Qué hacer
Vuelve a escribir completo y sin ningún cambio el extracto sobre la novela Gloria de Nabokov.

Extracto del documento

——

El motivo de Zoorlandia será el comienzo de la resolución final del
destino de Martin, que, en su romántica imaginación, sueña con proezas
heroicas que terminarán eclipsando su vida. Cerca del final, la
imaginación de Martin, arrastrado más allá de toda salvación por su
propia fantasía, comienza a fallar. Los rostros se vuelven
irreconocibles, el mundo parece preñado de una espera ominosa, un velo
casi impenetrable oculta el desenlace. Y digo casi porque el
conocimiento del conjunto de la obra de Nabokov nos lleva a sospechar
cierta resolución entre bastidores que, en cierto modo, queda por fuera
de la textura narrativa de la novela. Estoy refiriéndome, sin querer
decir demasiado, al tema oculto de la conciencia después de la muerte y
de los «espíritus ayudadores», que invade sutilmente toda su obra y
cobra especial relevancia en Cosas transparentes, Pálido fuego y dos magistrales relatos cortos, «Ultima Thule» y «Las hermanas Vane». En Gloria,
donde este motivo aparece en forma embrionaria (relacionado, sobre
todo, con el padre de Martin y cierto hotel alpino), el atento
nabokoviano podrá detectar su fino rastro en las páginas 24-25, 31, 63,
101, 114, 130, 210 (pista: los trabajos de Martin como reflejo del
trabajo de esos otros) y 261.

——

Listado mostrado
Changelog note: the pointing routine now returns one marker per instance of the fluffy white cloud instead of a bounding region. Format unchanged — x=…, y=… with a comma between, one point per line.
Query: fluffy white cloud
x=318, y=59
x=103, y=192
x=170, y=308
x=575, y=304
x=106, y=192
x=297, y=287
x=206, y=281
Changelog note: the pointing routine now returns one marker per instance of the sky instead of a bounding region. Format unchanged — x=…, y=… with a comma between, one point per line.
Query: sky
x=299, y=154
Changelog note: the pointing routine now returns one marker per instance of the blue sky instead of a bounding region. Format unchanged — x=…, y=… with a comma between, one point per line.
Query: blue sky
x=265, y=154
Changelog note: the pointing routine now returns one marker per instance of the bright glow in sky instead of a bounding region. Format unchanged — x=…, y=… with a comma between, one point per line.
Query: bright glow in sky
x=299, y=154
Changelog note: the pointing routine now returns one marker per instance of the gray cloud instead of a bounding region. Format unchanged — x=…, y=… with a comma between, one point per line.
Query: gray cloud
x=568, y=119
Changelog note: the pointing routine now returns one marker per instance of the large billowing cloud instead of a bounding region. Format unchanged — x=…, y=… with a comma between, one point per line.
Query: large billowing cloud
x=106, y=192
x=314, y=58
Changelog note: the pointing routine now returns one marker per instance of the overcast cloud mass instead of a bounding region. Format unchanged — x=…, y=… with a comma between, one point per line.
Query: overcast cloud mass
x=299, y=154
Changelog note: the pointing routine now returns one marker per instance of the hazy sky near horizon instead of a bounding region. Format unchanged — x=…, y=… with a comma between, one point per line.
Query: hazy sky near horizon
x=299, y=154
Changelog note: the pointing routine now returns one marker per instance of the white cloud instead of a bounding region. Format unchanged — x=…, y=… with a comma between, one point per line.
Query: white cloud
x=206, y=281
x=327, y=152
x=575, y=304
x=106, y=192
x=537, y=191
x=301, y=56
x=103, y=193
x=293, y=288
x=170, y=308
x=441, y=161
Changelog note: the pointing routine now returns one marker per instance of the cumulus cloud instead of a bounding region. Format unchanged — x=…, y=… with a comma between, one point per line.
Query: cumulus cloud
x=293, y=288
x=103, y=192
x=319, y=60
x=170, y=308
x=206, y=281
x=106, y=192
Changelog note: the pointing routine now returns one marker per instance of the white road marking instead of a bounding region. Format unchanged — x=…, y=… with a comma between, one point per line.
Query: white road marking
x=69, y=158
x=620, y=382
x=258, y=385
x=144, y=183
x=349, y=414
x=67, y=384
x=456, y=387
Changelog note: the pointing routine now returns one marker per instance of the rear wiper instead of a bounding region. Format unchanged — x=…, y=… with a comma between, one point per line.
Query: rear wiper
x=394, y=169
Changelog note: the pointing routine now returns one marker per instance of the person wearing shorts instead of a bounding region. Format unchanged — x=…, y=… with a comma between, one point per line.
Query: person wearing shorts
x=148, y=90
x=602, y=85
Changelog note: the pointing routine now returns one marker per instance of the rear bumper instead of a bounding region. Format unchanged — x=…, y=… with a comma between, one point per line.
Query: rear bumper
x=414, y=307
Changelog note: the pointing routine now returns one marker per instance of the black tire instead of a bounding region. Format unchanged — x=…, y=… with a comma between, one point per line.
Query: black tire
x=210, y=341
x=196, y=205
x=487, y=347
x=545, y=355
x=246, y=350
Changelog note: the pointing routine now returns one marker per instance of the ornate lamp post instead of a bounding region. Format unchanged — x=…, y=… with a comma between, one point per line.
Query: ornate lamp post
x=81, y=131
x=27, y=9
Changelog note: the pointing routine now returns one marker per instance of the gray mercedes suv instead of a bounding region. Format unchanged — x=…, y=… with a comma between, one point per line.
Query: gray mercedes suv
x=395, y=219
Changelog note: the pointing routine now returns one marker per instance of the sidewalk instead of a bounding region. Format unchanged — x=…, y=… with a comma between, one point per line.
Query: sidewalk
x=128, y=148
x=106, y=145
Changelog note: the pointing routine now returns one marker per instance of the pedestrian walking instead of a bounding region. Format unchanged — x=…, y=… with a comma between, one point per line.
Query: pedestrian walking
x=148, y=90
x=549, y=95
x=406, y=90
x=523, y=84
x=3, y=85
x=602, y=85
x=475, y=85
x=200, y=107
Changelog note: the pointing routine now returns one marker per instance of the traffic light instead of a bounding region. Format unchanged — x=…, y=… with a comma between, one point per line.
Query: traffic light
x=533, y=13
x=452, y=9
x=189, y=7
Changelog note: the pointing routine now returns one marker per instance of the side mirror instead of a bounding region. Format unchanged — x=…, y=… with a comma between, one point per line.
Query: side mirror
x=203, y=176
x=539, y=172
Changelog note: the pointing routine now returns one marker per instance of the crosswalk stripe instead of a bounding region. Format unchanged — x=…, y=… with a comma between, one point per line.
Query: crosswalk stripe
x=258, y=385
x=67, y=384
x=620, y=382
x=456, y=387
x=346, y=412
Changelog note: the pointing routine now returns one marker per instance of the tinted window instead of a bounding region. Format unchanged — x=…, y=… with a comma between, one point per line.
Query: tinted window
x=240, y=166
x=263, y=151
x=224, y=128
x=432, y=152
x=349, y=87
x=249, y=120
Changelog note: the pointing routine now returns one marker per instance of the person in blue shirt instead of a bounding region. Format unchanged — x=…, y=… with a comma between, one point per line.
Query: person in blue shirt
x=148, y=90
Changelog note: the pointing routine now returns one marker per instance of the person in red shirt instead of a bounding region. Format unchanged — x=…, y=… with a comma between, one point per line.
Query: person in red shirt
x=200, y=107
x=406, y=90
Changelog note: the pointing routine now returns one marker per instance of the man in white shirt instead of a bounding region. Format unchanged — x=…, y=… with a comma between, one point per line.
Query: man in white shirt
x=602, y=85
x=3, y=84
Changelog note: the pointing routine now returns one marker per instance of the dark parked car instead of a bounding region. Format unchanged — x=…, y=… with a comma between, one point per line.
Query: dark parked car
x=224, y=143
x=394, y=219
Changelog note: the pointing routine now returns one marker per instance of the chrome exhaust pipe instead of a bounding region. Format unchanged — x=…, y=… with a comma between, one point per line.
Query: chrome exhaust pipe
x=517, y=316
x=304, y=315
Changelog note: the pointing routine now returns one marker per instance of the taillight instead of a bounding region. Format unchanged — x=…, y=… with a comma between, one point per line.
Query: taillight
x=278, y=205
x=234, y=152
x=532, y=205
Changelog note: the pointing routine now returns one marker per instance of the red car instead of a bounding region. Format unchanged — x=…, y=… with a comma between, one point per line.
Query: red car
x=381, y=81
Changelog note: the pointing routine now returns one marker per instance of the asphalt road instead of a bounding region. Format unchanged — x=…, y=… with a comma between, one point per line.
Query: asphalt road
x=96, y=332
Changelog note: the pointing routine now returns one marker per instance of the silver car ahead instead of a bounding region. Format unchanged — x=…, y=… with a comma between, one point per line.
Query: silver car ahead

——

Tarea resuelta
El motivo de Zoorlandia será el comienzo de la resolución final del
destino de Martin, que, en su romántica imaginación, sueña con proezas
heroicas que terminarán eclipsando su vida. Cerca del final, la
imaginación de Martin, arrastrado más allá de toda salvación por su
propia fantasía, comienza a fallar. Los rostros se vuelven
irreconocibles, el mundo parece preñado de una espera ominosa, un velo
casi impenetrable oculta el desenlace. Y digo casi porque el
conocimiento del conjunto de la obra de Nabokov nos lleva a sospechar
cierta resolución entre bastidores que, en cierto modo, queda por fuera
de la textura narrativa de la novela. Estoy refiriéndome, sin querer
decir demasiado, al tema oculto de la conciencia después de la muerte y
de los «espíritus ayudadores», que invade sutilmente toda su obra y
cobra especial relevancia en Cosas transparentes, Pálido fuego y dos magistrales relatos cortos, «Ultima Thule» y «Las hermanas Vane». En Gloria,
donde este motivo aparece en forma embrionaria (relacionado, sobre
todo, con el padre de Martin y cierto hotel alpino), el atento
nabokoviano podrá detectar su fino rastro en las páginas 24-25, 31, 63,
101, 114, 130, 210 (pista: los trabajos de Martin como reflejo del
trabajo de esos otros) y 261.